- **WHAT TO DO**
Copy the records word for word, omitting all pictures.

[Data extracted from a collection]
============
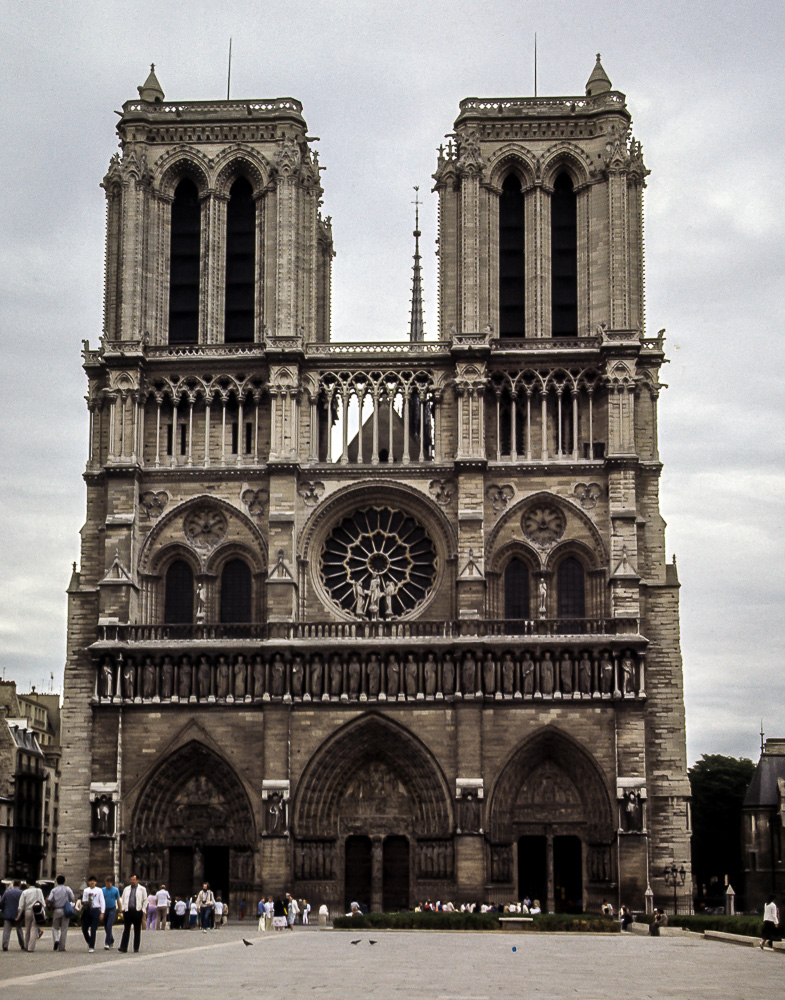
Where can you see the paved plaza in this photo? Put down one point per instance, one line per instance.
(402, 964)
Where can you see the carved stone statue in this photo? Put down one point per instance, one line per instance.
(430, 674)
(167, 679)
(297, 677)
(240, 677)
(222, 677)
(410, 676)
(374, 676)
(546, 676)
(186, 678)
(565, 675)
(203, 677)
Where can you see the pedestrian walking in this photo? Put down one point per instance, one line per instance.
(111, 902)
(9, 911)
(32, 913)
(93, 909)
(162, 900)
(134, 903)
(771, 921)
(61, 899)
(205, 903)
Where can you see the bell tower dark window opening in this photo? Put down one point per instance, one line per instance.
(564, 259)
(512, 284)
(179, 597)
(240, 263)
(571, 584)
(236, 592)
(184, 264)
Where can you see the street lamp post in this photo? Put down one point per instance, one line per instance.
(676, 877)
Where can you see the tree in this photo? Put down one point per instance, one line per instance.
(718, 787)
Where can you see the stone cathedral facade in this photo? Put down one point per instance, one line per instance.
(375, 621)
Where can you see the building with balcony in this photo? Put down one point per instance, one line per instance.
(376, 621)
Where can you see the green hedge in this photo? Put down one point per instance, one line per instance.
(473, 922)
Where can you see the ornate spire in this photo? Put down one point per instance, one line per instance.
(417, 323)
(598, 82)
(151, 89)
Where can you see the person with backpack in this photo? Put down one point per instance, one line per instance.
(61, 899)
(93, 909)
(32, 907)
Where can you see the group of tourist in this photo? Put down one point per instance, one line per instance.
(23, 907)
(282, 912)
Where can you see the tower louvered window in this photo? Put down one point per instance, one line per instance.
(184, 265)
(240, 263)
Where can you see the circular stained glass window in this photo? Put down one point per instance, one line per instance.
(378, 564)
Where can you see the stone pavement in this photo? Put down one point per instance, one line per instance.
(309, 962)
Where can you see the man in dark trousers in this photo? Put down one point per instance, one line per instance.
(134, 905)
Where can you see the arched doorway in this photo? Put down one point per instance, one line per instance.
(376, 796)
(551, 803)
(193, 822)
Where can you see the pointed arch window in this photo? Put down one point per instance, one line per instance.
(236, 592)
(516, 590)
(179, 597)
(512, 283)
(571, 585)
(564, 258)
(240, 263)
(184, 267)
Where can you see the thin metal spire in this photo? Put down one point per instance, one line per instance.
(417, 323)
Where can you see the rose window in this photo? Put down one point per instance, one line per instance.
(378, 563)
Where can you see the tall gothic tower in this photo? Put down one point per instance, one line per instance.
(376, 621)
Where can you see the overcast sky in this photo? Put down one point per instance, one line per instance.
(380, 85)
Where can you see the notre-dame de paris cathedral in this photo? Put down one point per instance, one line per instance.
(375, 621)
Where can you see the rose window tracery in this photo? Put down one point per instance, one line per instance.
(378, 563)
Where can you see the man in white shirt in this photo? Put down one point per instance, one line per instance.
(134, 904)
(31, 895)
(93, 908)
(162, 900)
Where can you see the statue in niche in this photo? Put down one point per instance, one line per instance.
(374, 676)
(584, 675)
(489, 674)
(355, 676)
(527, 675)
(148, 679)
(103, 816)
(606, 675)
(107, 678)
(186, 675)
(278, 676)
(297, 677)
(203, 677)
(632, 813)
(316, 676)
(565, 674)
(274, 813)
(546, 676)
(240, 676)
(258, 677)
(430, 673)
(628, 675)
(336, 675)
(393, 677)
(469, 674)
(470, 813)
(508, 674)
(222, 677)
(410, 676)
(167, 679)
(448, 675)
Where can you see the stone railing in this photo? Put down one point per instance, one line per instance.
(566, 670)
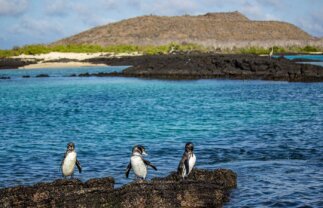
============
- **RESPONSE**
Where can you see the paved plaza in this photo? Put down one point per instance, one line per instance.
(402, 964)
Where can you see the carved stone statue in this photo? Put down one point per instance, one line per instance.
(430, 674)
(167, 679)
(297, 677)
(240, 677)
(222, 677)
(410, 676)
(374, 676)
(546, 676)
(186, 678)
(565, 675)
(203, 677)
Where can you see the pedestrian walking in this photo? Put down one point per instance, one line per instance.
(111, 902)
(9, 911)
(32, 913)
(93, 909)
(162, 900)
(134, 903)
(771, 921)
(61, 899)
(205, 903)
Where can you see the bell tower dark window opening in this photo? Put down one point per instance, one line per instance.
(564, 259)
(512, 284)
(179, 597)
(240, 263)
(571, 584)
(236, 592)
(184, 264)
Where can you see the street lamp post in this photo? Put down one point per instance, one line per instance.
(676, 877)
Where can you see the tree in this photo? Put down one point per instance, one line per instance.
(718, 787)
Where can you see the stone cathedral facade in this photo? Put down one point per instance, one line per instance.
(375, 621)
Where can you see the building with balcony in this photo? Put down one point per instance, one line per instance.
(376, 621)
Where can you see the green hedge in this photo? Put down one point per instance, one line per instance.
(473, 922)
Where can you see the ornate spire in this photo? Put down one point per instance, one line per instance.
(417, 323)
(598, 82)
(151, 89)
Where can you see the person with backpack in this photo? Put down one point per instance, one line per instance.
(61, 899)
(93, 909)
(32, 907)
Where can you see the group of tourist in this photo? Put down one point per instance, one line per instance.
(23, 907)
(282, 912)
Where can you see the tower louvered window in this photo? Put down one point per instance, one line per instance.
(184, 265)
(240, 263)
Where can you see the circular stained glass window in this photo? Put down one point per instance, one line per instance.
(378, 564)
Where can you see the stone pavement in this photo? Put down one point per instance, one line per instance.
(309, 962)
Where can you see the man in dark trousers in this photo? Put down one point per instance, one line per instance.
(134, 905)
Where can you see the arched doorway in this photo? Put down one point per instance, one line per instance.
(376, 796)
(551, 803)
(193, 822)
Where can you see the pointed arch window in this photo? Put down one point per instance, one line per instance.
(236, 592)
(516, 590)
(179, 597)
(512, 283)
(571, 585)
(564, 258)
(240, 263)
(184, 267)
Where can you see the thin metal spire in this photo? Put down one point per instance, one line per instance.
(417, 323)
Where can you see the rose window in this photo? Put down one point per instance, one line per instance.
(378, 563)
Where can you see the tall gothic tower in this photo? Put down one point per instance, one line per instance.
(376, 621)
Where can you see the overcast sky in this photo? Put down one point per instance, one line per instance.
(380, 85)
Where can you see the notre-dame de paris cathedral in this photo? Put down one point per instance, one line per instance.
(375, 621)
Where can you see the rose window tracery in this photo? Put down one point per instance, one line per instance.
(378, 563)
Where can you see the man in white shirt in this photo? Put down one point per instance, one line per instance.
(134, 904)
(31, 895)
(93, 908)
(162, 900)
Where can you see the statue in niche in this photo? Put down one point per instance, one line per instance.
(374, 676)
(584, 675)
(489, 674)
(355, 676)
(527, 675)
(148, 679)
(103, 816)
(606, 675)
(107, 678)
(186, 675)
(278, 676)
(297, 677)
(203, 677)
(632, 813)
(316, 676)
(565, 674)
(274, 813)
(546, 676)
(240, 676)
(258, 677)
(430, 673)
(628, 675)
(336, 675)
(393, 677)
(469, 674)
(470, 813)
(508, 674)
(222, 677)
(410, 676)
(167, 679)
(448, 675)
Where can you see the stone railing in this photo? Put down one point per instance, one line per instance.
(566, 670)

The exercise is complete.